> _YOUR OBJECTIVE_: Reproduce all of the material below line for line, with no changes.

> _MATERIALS PROVIDED_:
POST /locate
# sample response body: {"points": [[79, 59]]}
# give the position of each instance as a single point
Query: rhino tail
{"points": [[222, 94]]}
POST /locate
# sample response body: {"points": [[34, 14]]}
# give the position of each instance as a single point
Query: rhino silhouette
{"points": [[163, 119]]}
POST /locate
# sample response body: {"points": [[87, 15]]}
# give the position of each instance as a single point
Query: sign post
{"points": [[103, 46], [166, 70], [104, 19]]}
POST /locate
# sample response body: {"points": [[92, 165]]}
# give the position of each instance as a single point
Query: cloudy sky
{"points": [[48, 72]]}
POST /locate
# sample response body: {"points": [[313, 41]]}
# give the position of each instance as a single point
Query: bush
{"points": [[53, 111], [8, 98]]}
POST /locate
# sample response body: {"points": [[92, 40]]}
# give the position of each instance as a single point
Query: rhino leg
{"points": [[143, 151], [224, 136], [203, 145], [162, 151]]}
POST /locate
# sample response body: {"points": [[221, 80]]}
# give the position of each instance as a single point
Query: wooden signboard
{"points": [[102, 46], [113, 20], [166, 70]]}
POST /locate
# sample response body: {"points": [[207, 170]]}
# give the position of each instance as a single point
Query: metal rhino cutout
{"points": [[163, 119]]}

> _EXERCISE ANSWER_:
POST /locate
# sample response body: {"points": [[79, 59]]}
# give the position of each instance as a single point
Query: rhino tail
{"points": [[222, 94]]}
POST /locate
# sample response body: {"points": [[34, 14]]}
# give the position of each instance as a single point
Query: rhino silhouette
{"points": [[163, 119]]}
POST /locate
# sample response body: {"points": [[87, 15]]}
# give the position of each instance as a single point
Query: sign post
{"points": [[103, 46], [166, 70], [104, 19]]}
POST /locate
# sample response body: {"points": [[92, 165]]}
# give the position of each instance as a single point
Query: cloudy sky
{"points": [[48, 72]]}
POST /locate
# sample response body: {"points": [[313, 41]]}
# give the position of each instance as a single point
Query: bush
{"points": [[53, 111], [8, 98]]}
POST /locate
# sample response body: {"points": [[92, 40]]}
# give the position of each instance as a single point
Query: rhino leg
{"points": [[143, 151], [224, 136], [203, 145], [162, 151]]}
POST /locate
# sample response body: {"points": [[221, 80]]}
# give the position of each instance as a single point
Query: wooden signboard
{"points": [[102, 46], [113, 20], [166, 70]]}
POST /locate
# sample response body: {"points": [[207, 170]]}
# give the position of each instance as a single point
Query: metal rhino cutout
{"points": [[163, 119]]}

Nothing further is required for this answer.